(Pointing records)
+ + + + +

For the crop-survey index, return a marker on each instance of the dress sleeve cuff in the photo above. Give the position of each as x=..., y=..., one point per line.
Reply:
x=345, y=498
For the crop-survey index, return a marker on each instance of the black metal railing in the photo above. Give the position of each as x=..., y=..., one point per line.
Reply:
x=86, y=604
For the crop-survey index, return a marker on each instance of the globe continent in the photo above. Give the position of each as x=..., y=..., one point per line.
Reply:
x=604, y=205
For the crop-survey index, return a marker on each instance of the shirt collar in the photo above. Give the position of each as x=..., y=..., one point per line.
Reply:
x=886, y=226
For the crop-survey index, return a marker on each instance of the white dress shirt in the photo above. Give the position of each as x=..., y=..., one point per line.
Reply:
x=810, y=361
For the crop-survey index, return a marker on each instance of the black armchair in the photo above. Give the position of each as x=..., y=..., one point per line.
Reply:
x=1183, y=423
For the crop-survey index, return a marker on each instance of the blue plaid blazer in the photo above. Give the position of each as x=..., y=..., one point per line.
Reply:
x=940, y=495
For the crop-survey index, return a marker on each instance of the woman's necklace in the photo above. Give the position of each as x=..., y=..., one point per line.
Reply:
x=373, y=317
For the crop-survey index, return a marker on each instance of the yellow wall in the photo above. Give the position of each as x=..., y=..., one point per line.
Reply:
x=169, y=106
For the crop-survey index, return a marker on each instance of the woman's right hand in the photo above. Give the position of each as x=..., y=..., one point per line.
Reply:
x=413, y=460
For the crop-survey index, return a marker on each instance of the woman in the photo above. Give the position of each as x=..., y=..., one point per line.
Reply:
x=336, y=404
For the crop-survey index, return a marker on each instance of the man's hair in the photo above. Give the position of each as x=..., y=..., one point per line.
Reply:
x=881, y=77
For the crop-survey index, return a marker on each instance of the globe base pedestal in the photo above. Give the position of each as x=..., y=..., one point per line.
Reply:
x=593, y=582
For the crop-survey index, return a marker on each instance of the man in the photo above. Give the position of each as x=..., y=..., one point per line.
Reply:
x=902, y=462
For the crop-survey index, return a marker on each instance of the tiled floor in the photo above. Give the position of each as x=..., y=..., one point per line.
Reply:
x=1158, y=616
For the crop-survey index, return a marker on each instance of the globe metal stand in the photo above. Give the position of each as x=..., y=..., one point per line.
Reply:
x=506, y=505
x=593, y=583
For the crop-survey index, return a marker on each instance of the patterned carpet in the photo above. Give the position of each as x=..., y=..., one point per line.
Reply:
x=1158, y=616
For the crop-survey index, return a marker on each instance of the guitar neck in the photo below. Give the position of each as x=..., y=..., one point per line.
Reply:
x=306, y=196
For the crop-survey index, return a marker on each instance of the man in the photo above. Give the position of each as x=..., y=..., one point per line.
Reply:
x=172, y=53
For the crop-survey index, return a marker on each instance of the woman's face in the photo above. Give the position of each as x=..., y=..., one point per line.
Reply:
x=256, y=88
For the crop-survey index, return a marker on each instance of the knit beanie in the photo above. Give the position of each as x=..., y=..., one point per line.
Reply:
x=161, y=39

+ + + + +

Aim => Reproduce all of the lines above verbatim.

Written reply =>
For the crop-survey index, return a marker on each instance of the dress sleeve cuff in the photo above. Give the position of each as x=..., y=..., one point per line.
Reply:
x=345, y=498
For the crop-survey index, return a marker on each instance of the black metal railing in the photo above. Give the position of each as x=..., y=..., one point per line.
Reply:
x=86, y=604
For the crop-survey index, return a marker on each instance of the globe continent in the photo above. Give the position of each as x=..., y=..., one point per line.
Reply:
x=604, y=205
For the crop-survey index, return a marker on each instance of the shirt collar in the photo above. Give the position of each as x=..., y=..., one point per line.
Reply:
x=886, y=226
For the crop-survey index, return a marker on each instance of the white dress shirt in the photo above. Give the position of each as x=..., y=..., one point per line.
Reply:
x=810, y=361
For the crop-survey index, return a marker on each instance of the black armchair in the photo above. Give the position of each as x=..., y=..., one point per line.
Reply:
x=1183, y=423
For the crop-survey index, return a marker on each instance of the blue plaid blazer in the photo above. Give the position of each as x=..., y=..., one point per line.
Reply:
x=940, y=495
For the crop-survey index, return a marker on each instance of the woman's necklace in the photo above. Give the position of each as x=..., y=..., one point per line.
Reply:
x=373, y=317
For the crop-survey index, return a marker on each instance of the yellow wall in the photo above. Give the position of each as x=..., y=..., one point per line.
Reply:
x=169, y=106
For the crop-survey index, return a marker on each instance of the woman's right hand in the photo above. Give the position of each as x=..., y=..., one point per line.
Reply:
x=413, y=460
For the crop-survey index, return a marker on each instance of the woman in the photo above. Give the position of each as x=..., y=..., one point per line.
Reply:
x=336, y=404
For the crop-survey index, return a marker on each instance of the man's hair in the photo above. Give the position of each as x=..., y=..., one point per line.
Reply:
x=881, y=77
For the crop-survey index, return a marker on each instance of the globe base pedestal in the photo above. Give the position of each as x=..., y=..., one point per line.
Reply:
x=593, y=582
For the crop-survey index, return a marker on each instance of the man in the photo above. Give the position of each as x=..., y=..., one point per line.
Reply:
x=902, y=462
For the crop-survey index, return a marker on each instance of the tiled floor in the photo above. Give the position of each as x=..., y=..., one point per line.
Reply:
x=1158, y=616
For the crop-survey index, return a marker on each instance of the globe metal stand in the photo above. Give the position of each as x=..., y=..., one point per line.
Reply:
x=506, y=505
x=593, y=583
For the crop-survey index, return a marker on each instance of the patterned carpet in the photo above. Give the position of each as x=..., y=..., one point per line.
Reply:
x=1158, y=616
For the crop-survey index, return a marker on each instance of the guitar neck in the photo below. Give the position of each as x=..., y=..., one point per line.
Reply:
x=306, y=196
For the crop-survey index, return a marker on each instance of the man in the photo above. Give the position of each as x=..., y=..., one point per line.
Reply:
x=172, y=53
For the crop-survey index, return a marker on each instance of the woman's face in the photo above. Give the position of each as x=..., y=..., one point per line.
Reply:
x=256, y=88
For the crop-survey index, return a marker on each instance of the knit beanie in the photo above. Give the position of each as x=..., y=..., one point per line.
Reply:
x=161, y=39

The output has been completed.